**TEXT PASSAGE:**

(begin)

Remarks on Presenting the Final Communique of the Houston Economic Summit

1990-07-11

I would say to my distinguished colleagues that we've had a chance to review the declaration that was agreed this morning by the eight of us. And I first want to thank all of you for the spirit of full cooperation that I think we all agree existed here in this summit. The eight of us -- representing the people of France, the United Kingdom, the Federal Republic of Germany, Canada, Italy, Japan, the United States, and the European Communities -- all met; and our declaration reflects decisions taken during the past 3 days here in Houston to extend our long economic expansion, strengthen the world trading system, reiterate our support for the strengthened debt strategy, ensure open investment, assist reform in central and eastern Europe and the Soviet Union, safeguard the environment, help developing nations, and reduce the scourge of drugs.

On behalf of my colleagues, I'd like to note several points of particular importance to us, summarizing -- not reading in its entirety but summarizing -- some key points out of this declaration.

We are enormously heartened by the resurgence of democracy throughout much of the world. We welcome the spread of multiparty democracy, the practice of free elections, the freedom of expression and assembly, the growing respect for human rights and the rule of law, and the increasing recognition of the strength of open and competitive economies. These events proclaim loudly man's inalienable rights: When people are free to choose, they choose freedom.

(end)

**SHORT EXERCISE 1:** Extract the passage of the Houston summit remarks between "On behalf of" and "of this declaration.", inclusive.
**SHORT EXERCISE 2:**
Answer these questions using the Houston summit remarks:
(a) On what date were the remarks given?
(b) How many days did the summit last before the declaration was agreed?
(c) What do the remarks say people choose when they are free to choose?
**SHORT EXERCISE 3:** Carry on the Houston summit remarks from the point where they stop.

**EXCERPTED DATA:**
(begin)

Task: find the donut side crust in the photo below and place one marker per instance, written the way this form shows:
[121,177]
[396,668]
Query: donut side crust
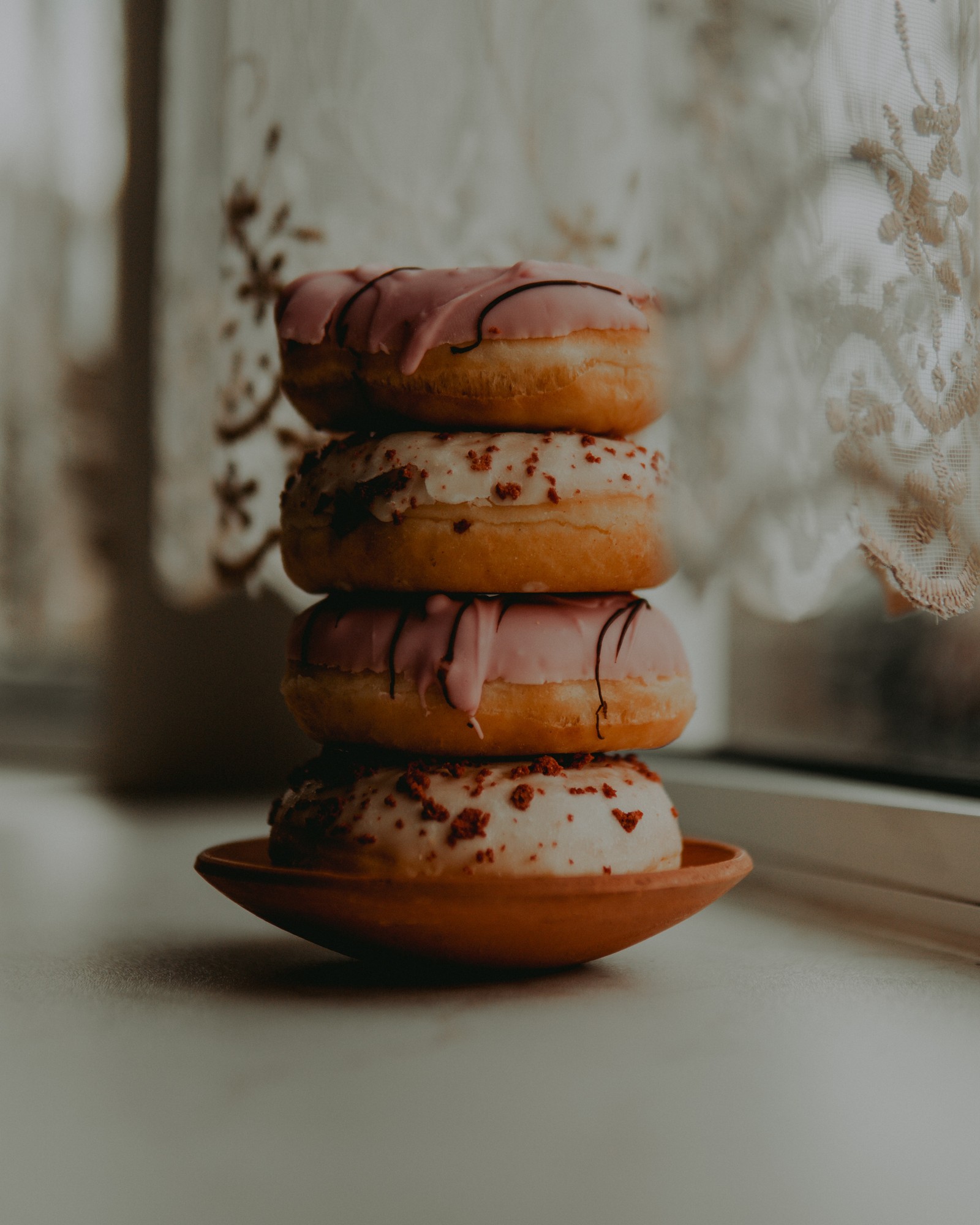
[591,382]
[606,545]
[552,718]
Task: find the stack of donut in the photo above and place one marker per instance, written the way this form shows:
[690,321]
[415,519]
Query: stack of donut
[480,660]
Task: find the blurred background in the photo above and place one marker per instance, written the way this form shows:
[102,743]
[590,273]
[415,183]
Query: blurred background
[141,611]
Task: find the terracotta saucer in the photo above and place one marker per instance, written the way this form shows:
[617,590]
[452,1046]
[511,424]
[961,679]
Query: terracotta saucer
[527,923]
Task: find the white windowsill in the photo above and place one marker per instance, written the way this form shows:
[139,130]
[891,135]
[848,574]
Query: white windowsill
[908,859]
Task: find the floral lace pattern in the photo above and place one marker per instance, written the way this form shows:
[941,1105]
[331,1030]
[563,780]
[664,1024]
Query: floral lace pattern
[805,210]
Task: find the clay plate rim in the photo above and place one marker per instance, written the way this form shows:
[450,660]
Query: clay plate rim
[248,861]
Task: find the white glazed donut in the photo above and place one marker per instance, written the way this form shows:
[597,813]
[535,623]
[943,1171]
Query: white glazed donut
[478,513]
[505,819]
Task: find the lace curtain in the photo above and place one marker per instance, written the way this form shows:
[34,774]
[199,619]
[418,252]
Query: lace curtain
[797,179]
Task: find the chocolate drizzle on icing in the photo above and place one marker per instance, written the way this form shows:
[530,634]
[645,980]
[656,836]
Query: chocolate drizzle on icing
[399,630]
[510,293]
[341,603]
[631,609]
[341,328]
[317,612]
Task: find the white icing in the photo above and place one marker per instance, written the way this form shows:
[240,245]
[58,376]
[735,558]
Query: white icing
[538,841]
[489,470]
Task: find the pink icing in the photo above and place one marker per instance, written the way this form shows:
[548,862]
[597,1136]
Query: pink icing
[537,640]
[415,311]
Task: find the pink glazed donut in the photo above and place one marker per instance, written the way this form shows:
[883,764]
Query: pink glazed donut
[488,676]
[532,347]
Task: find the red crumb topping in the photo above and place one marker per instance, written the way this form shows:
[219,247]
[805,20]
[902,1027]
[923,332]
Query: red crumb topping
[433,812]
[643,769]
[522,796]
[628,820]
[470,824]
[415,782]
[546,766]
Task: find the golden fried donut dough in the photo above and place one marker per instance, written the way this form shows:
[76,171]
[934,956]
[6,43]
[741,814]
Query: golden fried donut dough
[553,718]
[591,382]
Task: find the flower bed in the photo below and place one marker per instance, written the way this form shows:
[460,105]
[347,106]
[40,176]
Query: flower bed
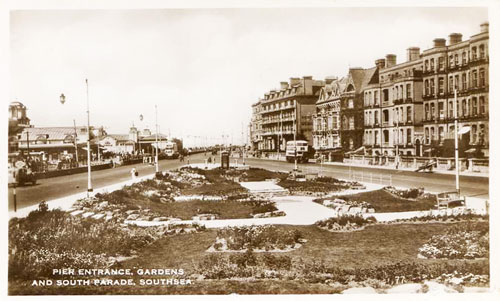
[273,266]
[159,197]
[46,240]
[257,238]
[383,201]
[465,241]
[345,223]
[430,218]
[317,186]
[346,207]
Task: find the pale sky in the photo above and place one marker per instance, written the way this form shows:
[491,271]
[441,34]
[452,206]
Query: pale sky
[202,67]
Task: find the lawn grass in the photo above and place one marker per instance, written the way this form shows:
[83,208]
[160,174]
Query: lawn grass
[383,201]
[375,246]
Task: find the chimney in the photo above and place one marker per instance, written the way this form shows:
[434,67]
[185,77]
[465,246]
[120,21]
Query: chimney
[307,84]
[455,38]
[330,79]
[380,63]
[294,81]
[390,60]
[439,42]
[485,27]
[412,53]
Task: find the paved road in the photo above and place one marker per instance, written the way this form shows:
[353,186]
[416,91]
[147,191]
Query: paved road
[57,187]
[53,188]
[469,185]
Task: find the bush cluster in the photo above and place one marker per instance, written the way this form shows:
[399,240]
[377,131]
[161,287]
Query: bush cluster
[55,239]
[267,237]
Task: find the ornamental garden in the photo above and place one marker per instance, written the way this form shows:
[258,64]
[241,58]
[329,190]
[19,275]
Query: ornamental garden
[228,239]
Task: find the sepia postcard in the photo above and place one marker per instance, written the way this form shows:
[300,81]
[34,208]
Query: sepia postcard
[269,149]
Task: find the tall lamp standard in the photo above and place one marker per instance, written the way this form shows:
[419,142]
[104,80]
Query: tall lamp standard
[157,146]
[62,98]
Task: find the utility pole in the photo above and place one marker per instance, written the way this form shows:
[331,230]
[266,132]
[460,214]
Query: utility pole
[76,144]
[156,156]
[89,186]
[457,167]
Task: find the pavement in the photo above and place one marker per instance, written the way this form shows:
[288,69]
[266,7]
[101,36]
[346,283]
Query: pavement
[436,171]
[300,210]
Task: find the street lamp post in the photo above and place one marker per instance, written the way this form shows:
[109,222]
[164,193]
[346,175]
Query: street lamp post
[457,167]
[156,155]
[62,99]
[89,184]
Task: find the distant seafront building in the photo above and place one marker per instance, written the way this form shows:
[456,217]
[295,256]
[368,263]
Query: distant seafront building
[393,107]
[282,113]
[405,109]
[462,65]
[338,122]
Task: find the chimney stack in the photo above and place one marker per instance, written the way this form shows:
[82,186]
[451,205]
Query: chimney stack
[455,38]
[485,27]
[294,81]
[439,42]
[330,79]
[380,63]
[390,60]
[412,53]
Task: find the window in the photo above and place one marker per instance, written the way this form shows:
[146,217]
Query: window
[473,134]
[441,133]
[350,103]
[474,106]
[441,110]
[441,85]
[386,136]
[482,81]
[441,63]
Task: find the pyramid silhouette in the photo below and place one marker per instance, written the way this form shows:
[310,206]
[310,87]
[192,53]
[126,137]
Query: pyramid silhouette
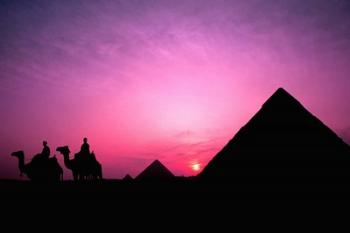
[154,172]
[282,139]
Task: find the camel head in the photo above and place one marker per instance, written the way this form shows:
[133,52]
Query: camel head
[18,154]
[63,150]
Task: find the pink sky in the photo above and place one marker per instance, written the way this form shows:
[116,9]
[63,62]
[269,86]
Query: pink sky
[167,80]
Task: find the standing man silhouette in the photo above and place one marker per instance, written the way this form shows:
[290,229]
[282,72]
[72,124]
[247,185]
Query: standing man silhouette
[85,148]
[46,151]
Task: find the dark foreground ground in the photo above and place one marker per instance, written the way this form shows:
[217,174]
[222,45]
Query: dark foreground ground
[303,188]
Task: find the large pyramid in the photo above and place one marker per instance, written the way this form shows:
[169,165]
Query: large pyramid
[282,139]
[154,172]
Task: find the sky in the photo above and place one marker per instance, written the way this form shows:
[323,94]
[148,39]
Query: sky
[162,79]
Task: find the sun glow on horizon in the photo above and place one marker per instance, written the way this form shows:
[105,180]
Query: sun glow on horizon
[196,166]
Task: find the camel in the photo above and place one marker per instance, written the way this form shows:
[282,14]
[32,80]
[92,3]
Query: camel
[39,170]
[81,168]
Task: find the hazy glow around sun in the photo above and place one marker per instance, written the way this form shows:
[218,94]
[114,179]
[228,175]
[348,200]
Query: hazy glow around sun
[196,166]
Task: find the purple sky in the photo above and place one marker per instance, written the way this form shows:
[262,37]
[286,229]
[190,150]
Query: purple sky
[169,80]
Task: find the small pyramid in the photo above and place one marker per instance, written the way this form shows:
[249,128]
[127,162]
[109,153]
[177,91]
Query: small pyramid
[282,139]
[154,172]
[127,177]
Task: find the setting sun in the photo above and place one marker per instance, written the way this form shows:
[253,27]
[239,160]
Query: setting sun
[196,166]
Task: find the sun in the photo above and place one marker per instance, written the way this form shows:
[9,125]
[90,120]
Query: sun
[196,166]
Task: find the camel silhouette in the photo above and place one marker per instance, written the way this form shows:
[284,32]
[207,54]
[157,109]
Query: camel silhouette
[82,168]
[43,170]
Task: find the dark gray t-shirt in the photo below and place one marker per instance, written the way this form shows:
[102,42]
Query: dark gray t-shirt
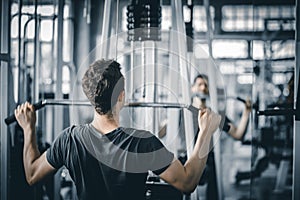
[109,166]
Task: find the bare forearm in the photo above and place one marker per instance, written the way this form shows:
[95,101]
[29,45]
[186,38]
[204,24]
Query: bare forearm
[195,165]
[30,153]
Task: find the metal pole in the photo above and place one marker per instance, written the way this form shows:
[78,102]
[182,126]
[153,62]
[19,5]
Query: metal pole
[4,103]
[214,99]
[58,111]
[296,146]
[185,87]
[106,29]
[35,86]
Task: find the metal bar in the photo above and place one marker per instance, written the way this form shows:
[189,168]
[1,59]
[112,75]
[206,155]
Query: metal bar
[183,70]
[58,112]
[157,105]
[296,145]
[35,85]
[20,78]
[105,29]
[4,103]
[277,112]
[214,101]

(end)
(begin)

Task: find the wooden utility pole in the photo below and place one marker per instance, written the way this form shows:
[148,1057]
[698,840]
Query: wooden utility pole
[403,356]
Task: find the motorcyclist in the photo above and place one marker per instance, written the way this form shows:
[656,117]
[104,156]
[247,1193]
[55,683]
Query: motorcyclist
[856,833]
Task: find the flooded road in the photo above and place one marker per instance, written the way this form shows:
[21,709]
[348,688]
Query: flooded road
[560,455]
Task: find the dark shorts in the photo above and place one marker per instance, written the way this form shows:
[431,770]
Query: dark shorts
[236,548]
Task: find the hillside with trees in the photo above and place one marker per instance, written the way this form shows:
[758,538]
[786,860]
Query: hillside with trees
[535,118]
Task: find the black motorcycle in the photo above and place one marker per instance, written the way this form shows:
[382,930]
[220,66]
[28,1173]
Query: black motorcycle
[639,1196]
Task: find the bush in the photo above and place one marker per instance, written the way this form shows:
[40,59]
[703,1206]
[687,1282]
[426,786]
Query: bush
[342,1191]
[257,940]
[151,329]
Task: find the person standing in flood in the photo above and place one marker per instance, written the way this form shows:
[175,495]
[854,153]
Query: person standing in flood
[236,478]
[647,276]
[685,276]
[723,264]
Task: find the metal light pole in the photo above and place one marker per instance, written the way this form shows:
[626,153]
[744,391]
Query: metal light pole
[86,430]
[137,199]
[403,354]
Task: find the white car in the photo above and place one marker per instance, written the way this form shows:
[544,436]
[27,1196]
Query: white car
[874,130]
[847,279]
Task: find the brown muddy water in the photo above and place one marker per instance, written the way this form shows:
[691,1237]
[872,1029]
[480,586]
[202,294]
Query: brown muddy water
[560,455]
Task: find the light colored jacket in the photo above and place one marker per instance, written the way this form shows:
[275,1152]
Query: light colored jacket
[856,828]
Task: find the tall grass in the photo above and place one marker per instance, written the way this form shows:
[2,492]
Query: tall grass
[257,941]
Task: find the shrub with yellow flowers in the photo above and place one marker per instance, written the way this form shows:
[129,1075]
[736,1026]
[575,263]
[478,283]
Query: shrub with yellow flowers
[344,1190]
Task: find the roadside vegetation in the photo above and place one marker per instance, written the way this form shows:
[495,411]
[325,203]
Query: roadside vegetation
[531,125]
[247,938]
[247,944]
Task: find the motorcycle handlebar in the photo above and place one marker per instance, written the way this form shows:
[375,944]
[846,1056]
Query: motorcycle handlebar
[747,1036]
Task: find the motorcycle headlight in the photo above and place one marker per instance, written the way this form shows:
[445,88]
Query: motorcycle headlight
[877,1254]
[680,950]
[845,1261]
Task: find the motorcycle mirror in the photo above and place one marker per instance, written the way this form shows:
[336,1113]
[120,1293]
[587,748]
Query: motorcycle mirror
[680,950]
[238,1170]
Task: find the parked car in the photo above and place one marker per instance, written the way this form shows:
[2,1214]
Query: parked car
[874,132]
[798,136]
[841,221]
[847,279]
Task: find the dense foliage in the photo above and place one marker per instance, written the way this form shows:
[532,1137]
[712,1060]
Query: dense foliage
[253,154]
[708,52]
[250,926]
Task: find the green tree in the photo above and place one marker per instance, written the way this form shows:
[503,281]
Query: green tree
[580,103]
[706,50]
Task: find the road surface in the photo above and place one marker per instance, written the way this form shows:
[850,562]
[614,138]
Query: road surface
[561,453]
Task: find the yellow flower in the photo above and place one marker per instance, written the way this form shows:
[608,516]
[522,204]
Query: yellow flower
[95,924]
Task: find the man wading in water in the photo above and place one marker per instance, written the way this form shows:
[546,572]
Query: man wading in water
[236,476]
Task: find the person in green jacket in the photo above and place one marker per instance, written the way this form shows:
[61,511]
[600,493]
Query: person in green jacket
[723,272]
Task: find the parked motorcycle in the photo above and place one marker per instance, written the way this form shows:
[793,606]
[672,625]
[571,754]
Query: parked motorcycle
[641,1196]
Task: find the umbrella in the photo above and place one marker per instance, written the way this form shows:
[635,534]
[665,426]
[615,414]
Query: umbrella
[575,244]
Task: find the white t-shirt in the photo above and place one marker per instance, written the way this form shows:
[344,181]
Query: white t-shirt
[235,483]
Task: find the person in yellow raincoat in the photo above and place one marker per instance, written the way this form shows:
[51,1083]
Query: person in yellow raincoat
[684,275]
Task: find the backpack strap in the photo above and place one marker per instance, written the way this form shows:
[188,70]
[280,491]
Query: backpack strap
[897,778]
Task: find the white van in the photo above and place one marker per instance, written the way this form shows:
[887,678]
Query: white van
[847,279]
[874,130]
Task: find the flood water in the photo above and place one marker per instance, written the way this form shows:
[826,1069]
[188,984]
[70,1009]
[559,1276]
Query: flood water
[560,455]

(end)

**FINAL ANSWER 1:**
On behalf of my colleagues, I'd like to note several points of particular importance to us, summarizing -- not reading in its entirety but summarizing -- some key points out of this declaration.

**FINAL ANSWER 2:**
(a) 1990-07-11
(b) 3 days
(c) Freedom

**FINAL ANSWER 3:**
We, the G - 7, are now in the 8th year of an economic expansion which has created millions of jobs, accelerated the growth of world trade, and provided tangible support for developing countries. The process of economic policy coordination, which we have developed over the years, has contributed importantly to this economic performance. However, we cannot rest on current accomplishments. Each of us will continue efforts, individually and together, to maintain and improve conditions for growth.

Economic prosperity depends critically on an open world trading system, and we will devote close personal attention in the months ahead to achieving a successful outcome of the Uruguay round of multilateral trade negotiations. We have given our trade negotiators clear instructions on our commitment to conclude a comprehensive agreement which expands trade worldwide while bringing the greatest number of participants into a strengthened General Agreement on Tariffs and Trade -- the GATT. Each of us recognizes that reaching this goal will require difficult steps by all participants. We will not hesitate to take them. This is especially true for agriculture, where we are committed by this declaration to provide the strong political leadership necessary to ensure a successful and enduring result.

We agreed on the significance of the steps underway in the Soviet Union to liberalize and democratize its society and to move toward a market economy. We welcome President Gorbachev's message to us, in particular, his desire for a sustained economic dialog with the West. We want to support the reforms underway in the Soviet Union, and all agree that technical assistance can help the Soviets move toward a market-oriented economy. Some of us are already prepared to extend large-scale credits to the Soviet Union. We all agree, however -- all of us -- that the Soviet Union could greatly improve the prospects for sustained Western assistance if it introduced further market reforms, cut its military spending, and ceased supporting governments which promote regional conflicts. We also took note of the importance to the Government of Japan of peaceful resolution of its dispute with the Soviet Union over the Northern Territories.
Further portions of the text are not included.